→ BRIEF: For the listing below, print exactly the lines from the line with "Target: dragonfly leg" to the line with "Target: dragonfly wing", both included, and nothing beyond them.

****

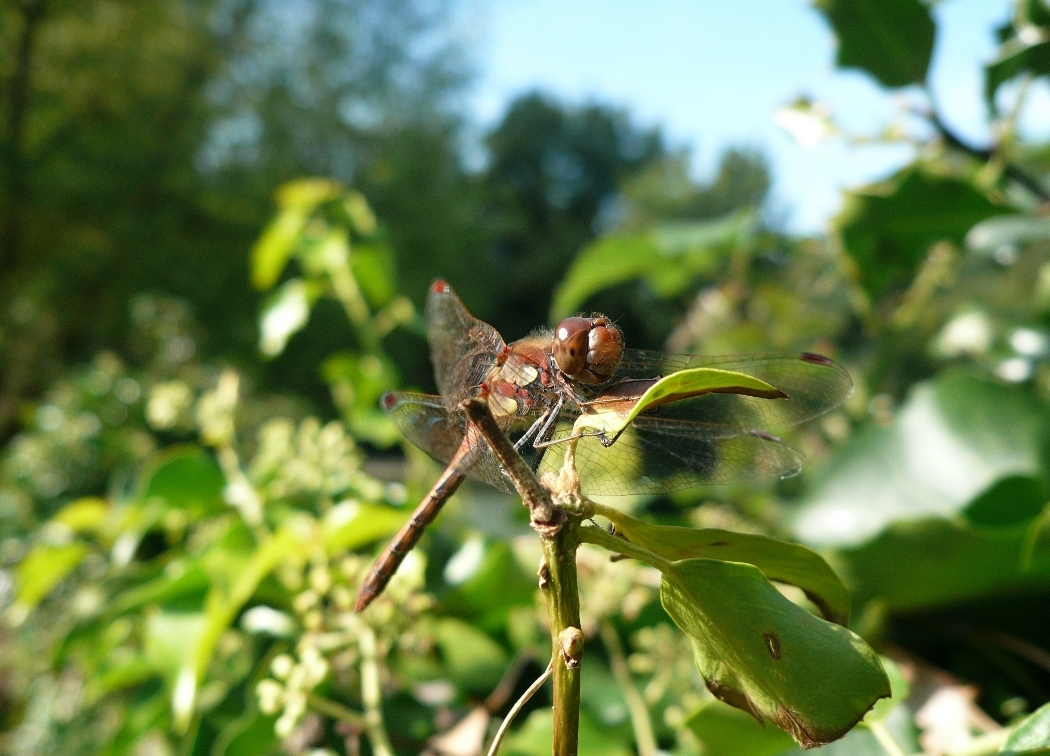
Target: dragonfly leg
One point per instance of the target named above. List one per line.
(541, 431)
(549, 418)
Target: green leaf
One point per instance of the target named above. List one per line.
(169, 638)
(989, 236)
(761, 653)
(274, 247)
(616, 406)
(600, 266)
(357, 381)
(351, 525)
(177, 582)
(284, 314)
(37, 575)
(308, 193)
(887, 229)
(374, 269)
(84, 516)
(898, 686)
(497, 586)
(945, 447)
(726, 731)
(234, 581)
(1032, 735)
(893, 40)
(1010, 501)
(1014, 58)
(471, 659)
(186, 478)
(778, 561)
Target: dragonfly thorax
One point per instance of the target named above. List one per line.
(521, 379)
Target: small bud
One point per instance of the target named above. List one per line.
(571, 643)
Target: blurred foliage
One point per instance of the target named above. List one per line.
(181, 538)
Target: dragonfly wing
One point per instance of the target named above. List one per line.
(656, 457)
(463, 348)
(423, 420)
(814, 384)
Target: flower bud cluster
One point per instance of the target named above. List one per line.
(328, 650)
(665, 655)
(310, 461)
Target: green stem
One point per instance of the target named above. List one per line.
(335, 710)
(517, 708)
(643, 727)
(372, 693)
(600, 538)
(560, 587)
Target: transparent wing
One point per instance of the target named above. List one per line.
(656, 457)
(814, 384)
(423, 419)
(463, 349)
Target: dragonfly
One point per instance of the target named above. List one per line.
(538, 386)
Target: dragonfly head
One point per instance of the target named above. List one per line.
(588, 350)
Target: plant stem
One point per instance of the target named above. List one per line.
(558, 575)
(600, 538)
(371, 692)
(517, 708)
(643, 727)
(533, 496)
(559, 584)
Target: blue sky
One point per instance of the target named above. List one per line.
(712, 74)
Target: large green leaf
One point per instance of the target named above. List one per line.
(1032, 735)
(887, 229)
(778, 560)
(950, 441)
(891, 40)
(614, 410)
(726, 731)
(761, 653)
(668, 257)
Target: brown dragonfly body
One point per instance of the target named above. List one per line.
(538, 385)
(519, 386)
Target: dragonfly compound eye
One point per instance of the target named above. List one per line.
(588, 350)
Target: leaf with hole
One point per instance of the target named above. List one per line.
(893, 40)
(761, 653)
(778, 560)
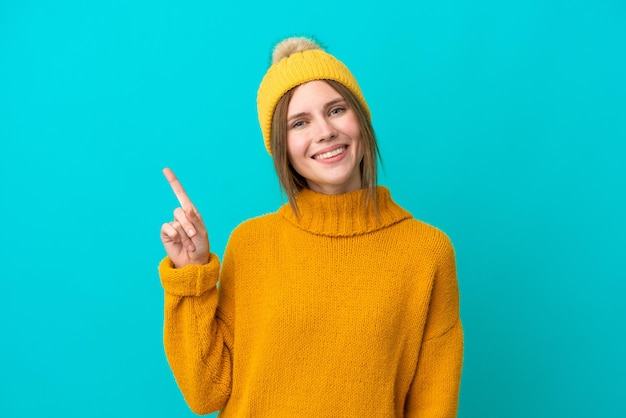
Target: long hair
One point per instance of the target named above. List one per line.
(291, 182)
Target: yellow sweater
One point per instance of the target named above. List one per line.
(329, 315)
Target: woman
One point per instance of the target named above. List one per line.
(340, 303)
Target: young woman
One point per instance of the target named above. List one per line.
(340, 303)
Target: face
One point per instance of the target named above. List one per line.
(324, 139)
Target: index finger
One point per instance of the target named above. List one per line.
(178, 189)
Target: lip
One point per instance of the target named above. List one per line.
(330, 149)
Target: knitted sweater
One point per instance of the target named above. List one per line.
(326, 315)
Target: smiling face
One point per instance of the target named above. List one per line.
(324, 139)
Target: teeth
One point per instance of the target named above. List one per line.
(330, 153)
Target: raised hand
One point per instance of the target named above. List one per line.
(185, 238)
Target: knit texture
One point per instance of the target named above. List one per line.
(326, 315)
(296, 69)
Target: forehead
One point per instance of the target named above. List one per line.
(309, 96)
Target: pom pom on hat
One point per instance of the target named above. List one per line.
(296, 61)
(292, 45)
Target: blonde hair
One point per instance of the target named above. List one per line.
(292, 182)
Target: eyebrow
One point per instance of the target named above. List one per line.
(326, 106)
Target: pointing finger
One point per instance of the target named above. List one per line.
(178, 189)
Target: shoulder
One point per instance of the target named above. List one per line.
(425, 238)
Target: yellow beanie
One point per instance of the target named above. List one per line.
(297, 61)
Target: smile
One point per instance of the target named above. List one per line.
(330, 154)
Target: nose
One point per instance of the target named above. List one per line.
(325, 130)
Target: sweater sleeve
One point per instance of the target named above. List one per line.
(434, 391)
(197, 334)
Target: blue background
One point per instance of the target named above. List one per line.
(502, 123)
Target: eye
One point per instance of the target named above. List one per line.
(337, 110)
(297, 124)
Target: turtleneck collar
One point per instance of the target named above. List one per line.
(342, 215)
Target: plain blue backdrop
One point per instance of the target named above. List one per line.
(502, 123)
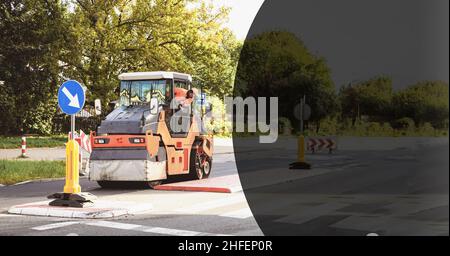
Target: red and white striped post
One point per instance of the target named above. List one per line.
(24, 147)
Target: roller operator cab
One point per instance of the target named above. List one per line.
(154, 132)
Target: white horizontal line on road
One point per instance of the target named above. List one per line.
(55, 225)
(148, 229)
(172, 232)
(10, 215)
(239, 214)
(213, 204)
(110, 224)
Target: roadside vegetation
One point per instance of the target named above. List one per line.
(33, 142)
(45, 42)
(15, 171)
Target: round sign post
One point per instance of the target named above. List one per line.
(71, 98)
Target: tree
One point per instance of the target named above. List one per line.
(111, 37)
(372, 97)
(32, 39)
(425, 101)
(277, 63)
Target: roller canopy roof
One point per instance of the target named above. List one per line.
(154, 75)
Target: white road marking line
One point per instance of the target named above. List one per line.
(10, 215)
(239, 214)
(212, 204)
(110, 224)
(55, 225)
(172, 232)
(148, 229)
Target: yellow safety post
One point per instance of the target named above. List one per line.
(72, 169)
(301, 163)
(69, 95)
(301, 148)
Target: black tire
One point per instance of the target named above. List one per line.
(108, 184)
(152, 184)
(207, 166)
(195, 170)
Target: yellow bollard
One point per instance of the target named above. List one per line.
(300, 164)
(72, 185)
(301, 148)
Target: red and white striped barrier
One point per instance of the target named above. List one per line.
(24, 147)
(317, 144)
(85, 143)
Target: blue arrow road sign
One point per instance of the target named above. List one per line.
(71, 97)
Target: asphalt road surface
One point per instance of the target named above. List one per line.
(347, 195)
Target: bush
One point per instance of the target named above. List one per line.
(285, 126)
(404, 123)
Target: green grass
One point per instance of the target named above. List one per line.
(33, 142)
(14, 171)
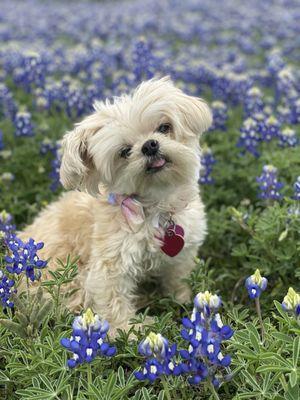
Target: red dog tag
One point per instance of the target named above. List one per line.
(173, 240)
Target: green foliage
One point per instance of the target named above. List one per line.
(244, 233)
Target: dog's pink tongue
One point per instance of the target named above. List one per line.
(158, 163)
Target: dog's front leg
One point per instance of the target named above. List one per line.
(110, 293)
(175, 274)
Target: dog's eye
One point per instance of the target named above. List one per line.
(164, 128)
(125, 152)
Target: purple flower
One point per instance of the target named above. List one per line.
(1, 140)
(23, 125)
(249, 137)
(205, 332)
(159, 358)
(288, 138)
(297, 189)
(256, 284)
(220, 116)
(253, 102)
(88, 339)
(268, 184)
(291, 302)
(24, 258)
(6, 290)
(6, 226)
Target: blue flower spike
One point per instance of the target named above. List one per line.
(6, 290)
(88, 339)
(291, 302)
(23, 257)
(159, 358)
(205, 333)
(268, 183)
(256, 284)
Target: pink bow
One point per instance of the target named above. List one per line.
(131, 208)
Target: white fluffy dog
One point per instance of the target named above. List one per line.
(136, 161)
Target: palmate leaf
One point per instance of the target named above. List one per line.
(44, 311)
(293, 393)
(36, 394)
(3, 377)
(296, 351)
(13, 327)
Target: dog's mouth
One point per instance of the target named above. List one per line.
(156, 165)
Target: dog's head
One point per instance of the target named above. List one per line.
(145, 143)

****

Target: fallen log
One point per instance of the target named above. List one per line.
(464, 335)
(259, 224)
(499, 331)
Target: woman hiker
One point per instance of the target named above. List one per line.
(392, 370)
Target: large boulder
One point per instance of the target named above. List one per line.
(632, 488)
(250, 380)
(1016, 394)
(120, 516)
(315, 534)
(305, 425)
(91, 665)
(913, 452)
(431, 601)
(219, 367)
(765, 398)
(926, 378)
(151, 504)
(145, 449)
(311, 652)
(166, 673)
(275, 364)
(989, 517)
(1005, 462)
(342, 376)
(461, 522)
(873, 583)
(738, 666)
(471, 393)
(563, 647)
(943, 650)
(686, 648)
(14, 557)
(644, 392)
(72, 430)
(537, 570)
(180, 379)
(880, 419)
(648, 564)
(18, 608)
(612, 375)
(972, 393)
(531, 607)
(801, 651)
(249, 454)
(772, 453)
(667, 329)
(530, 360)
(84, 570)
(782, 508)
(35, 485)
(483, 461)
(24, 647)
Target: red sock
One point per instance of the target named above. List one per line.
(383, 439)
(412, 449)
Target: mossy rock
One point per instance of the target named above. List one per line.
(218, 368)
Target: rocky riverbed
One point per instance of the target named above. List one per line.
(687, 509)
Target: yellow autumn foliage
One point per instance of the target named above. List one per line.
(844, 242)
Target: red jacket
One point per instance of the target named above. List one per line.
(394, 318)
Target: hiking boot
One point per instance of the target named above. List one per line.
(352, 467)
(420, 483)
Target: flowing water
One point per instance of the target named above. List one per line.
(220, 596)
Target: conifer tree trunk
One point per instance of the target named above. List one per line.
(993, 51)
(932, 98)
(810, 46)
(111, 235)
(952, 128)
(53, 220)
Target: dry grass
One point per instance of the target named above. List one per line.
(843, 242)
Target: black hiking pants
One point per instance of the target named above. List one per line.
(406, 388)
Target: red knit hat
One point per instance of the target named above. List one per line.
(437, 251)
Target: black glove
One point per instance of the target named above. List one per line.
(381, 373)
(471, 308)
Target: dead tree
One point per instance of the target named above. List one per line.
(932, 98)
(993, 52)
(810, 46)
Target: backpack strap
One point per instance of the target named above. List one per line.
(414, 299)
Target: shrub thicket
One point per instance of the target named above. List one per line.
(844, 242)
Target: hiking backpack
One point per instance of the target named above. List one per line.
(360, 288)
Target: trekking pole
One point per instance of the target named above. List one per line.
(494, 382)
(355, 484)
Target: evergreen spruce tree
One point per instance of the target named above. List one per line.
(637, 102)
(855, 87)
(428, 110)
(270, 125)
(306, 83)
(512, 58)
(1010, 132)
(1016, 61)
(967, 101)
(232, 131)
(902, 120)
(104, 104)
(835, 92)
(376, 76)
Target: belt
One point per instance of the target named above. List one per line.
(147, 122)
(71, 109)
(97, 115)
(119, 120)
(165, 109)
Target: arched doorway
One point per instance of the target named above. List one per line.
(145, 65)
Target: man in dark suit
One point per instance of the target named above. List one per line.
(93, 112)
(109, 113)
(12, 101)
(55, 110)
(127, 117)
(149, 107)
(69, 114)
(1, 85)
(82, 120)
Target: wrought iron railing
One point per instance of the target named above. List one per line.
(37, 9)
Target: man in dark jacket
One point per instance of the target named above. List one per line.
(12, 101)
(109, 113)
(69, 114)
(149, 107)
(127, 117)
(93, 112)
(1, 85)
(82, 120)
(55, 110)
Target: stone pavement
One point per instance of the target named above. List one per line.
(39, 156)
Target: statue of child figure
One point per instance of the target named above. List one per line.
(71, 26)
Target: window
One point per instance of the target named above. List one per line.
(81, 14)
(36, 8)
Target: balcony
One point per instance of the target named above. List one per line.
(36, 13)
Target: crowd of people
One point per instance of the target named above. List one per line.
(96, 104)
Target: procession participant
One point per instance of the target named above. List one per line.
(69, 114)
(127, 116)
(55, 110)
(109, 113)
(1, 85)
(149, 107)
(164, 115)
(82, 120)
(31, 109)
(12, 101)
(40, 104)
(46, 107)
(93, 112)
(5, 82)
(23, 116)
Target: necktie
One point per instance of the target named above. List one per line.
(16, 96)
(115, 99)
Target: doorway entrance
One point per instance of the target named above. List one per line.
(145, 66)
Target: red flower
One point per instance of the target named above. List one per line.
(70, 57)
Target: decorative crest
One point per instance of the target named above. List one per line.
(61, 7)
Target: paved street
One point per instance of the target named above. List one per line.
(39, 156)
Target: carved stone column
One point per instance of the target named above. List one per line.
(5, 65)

****

→ EXPECTED ANSWER:
Target: dragonfly leg
One point per instance of the target named above. List one per line.
(541, 431)
(549, 418)
Target: green leaf
One point per instance of the target named above. List one per line.
(169, 638)
(989, 236)
(761, 653)
(274, 247)
(616, 406)
(600, 266)
(357, 381)
(351, 525)
(177, 582)
(284, 314)
(37, 575)
(308, 193)
(887, 229)
(374, 269)
(84, 516)
(898, 686)
(497, 586)
(945, 447)
(726, 731)
(234, 581)
(1032, 735)
(893, 40)
(1010, 501)
(1014, 58)
(471, 659)
(186, 478)
(778, 561)
Target: dragonfly thorax
One point per instance of the target named above. List one per line.
(521, 379)
Target: small bud
One point per instance of the target named above. List one per line.
(571, 643)
Target: blurred foliage
One point per instance of the target named above. List one per line.
(181, 538)
Target: dragonfly wing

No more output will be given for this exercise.